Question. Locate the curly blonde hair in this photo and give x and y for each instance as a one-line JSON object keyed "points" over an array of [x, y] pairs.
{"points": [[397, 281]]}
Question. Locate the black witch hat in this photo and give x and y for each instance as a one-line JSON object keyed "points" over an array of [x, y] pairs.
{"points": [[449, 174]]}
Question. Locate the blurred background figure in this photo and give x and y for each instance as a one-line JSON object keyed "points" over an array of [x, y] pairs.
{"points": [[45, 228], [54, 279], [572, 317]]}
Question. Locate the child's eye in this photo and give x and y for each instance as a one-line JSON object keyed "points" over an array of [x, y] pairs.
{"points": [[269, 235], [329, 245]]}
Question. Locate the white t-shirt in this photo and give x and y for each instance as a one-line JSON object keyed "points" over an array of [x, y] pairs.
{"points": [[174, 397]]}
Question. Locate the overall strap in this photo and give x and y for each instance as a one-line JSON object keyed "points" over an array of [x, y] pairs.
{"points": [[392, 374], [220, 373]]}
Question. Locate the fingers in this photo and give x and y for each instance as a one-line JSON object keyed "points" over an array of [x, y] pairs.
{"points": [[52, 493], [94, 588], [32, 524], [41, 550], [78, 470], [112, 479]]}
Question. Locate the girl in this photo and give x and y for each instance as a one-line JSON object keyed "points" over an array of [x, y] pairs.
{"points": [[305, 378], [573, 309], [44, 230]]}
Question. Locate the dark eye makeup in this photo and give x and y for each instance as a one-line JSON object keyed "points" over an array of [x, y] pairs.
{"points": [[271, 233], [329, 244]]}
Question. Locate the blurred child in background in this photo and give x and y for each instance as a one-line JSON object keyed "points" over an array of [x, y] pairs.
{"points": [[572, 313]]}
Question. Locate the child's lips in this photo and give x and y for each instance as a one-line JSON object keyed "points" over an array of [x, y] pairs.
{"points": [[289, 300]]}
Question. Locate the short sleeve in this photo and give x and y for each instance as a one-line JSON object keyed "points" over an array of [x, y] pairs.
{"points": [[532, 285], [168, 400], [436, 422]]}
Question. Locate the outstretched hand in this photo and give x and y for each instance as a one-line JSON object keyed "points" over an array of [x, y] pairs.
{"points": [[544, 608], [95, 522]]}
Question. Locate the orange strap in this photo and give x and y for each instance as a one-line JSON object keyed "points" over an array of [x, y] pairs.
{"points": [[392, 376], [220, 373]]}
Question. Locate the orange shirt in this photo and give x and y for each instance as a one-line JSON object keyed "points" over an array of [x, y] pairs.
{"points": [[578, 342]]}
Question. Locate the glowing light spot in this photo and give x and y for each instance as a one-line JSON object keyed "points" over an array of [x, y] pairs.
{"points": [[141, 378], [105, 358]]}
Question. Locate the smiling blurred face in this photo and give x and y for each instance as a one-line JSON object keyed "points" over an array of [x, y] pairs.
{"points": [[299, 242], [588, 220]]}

» Instructions to follow
Reproduce all of the material above, replacing every occurrence of "one-line" with "single-line" and leaving everything else unchanged.

» Reply
Question. Locate the curly blonde hair in this photo and give x and y for each instance as a single-line JSON object keyed "points" over an array of [x, y] pairs.
{"points": [[397, 281]]}
Question. Locate the black witch hat in this photo and give x and y for each instance as a single-line JSON object keyed "points" over an array of [x, y] pairs.
{"points": [[449, 174]]}
Question. Locate the blurred background figure in this photo and give x and y for each instance as a single-line JSON object keyed "points" over an array of [x, y] pairs.
{"points": [[45, 228], [54, 279], [572, 317]]}
Question. Locate the child's eye in this photo and give x and y for each instance as a single-line JSON object keyed "points" over an array of [x, y] pairs.
{"points": [[269, 235], [329, 245]]}
Question. Locate the white t-shirt in this photo and give x and y for each instance as a single-line JSON object keyed "points" over an array of [x, y] pairs.
{"points": [[174, 397]]}
Question. Locate the overall strap in this photo and give x and y for each instance as a single-line JSON object keyed "points" over an array of [x, y] pairs.
{"points": [[392, 374], [220, 373]]}
Question. Locate the fingers in this photo and give x and y for each instance as a single-line JSON object keyed "points" over an array of [x, y] pairs.
{"points": [[52, 493], [94, 588], [32, 524], [41, 550], [78, 470], [112, 479]]}
Question. Locate the girl in this photo and give x and y for each instance as a single-line JSON object keyed "points" over an array of [x, y] pairs.
{"points": [[305, 378], [573, 309], [44, 230]]}
Question. Locate the dark eye makeup in this photo and give x and y for each instance as a single-line JSON object keyed "points" over an array of [x, y] pairs.
{"points": [[271, 233], [329, 244]]}
Question. Locate the blurred child in background in this photo and give x and y for each instance as a single-line JSON object keyed "points" over an array of [x, y] pairs.
{"points": [[572, 313]]}
Question. Locate the child's lips in this photo and give x and y for each instance as a single-line JSON object keyed "points" over an array of [x, y] pairs.
{"points": [[289, 300]]}
Question. Locate the short sleeve in this photo and give x and y for each instance as a single-line JSON object keyed "points" over an array of [x, y] pairs.
{"points": [[532, 285], [168, 400], [436, 422]]}
Question. Locate the outstretched hand in this photo and give x and y for each instance as a single-line JSON object keyed "points" over an array of [x, y] pairs.
{"points": [[544, 608], [95, 522]]}
Question. Locate the orange strap in this photo and give x and y for each instance as a single-line JSON object keyed "points" over an array of [x, y] pairs.
{"points": [[392, 376], [220, 373]]}
Question. Locate the orange shirt in this photo and give x and y for each instance as a single-line JSON object keyed "points" over an array of [x, y] pairs.
{"points": [[578, 342]]}
Question. Locate the glowing light spot in this photo and give x and y for each instance as a single-line JSON object keyed "points" over an array of [x, y] pairs.
{"points": [[141, 378], [105, 358]]}
Question. Locate the smiling blurred face in this photo and give x and y for each instance as a single-line JSON object keyed "points" over an array of [x, y] pairs.
{"points": [[299, 242], [588, 220]]}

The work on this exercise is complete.